INSTRUCTION. Which lines below contain the string "label", matching case exactly? Copy each of those lines in full.
○ ○ ○ ○ ○ ○ ○
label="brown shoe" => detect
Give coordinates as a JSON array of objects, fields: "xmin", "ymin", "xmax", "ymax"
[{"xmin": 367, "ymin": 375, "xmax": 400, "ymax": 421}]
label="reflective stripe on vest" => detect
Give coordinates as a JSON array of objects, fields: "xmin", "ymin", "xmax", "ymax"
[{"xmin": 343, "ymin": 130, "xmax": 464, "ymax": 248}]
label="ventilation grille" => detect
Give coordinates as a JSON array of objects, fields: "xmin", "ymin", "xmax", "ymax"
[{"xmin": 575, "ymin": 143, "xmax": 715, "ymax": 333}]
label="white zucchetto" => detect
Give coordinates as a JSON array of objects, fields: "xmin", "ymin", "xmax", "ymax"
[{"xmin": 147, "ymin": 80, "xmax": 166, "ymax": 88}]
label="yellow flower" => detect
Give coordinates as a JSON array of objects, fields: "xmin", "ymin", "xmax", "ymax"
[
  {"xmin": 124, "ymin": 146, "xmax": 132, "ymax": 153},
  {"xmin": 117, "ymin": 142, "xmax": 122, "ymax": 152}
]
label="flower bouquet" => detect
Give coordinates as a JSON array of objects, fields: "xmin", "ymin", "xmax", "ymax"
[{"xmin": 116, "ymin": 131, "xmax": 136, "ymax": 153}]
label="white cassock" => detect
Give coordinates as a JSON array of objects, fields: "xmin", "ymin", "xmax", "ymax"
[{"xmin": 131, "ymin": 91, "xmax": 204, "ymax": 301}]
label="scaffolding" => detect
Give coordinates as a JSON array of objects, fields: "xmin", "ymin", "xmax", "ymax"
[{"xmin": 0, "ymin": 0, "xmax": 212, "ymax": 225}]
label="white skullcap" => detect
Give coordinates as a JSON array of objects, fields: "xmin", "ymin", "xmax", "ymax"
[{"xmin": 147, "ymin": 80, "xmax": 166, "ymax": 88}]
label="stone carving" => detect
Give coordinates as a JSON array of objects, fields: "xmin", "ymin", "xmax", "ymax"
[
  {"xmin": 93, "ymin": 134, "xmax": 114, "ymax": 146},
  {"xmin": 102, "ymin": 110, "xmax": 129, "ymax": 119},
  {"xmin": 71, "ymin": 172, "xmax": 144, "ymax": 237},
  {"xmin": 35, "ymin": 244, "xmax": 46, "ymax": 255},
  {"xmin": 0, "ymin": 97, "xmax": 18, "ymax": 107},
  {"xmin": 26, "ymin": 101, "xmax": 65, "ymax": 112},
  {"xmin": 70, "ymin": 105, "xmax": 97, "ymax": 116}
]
○ ○ ○ ○ ○ ○ ○
REPLY.
label="brown shoe" => detect
label="reflective stripe on vest" => detect
label="ventilation grille" => detect
label="white zucchetto" => detect
label="yellow flower" => detect
label="flower bouquet" => detect
label="white cassock" => detect
label="scaffolding" => detect
label="white skullcap" => detect
label="stone carving" => detect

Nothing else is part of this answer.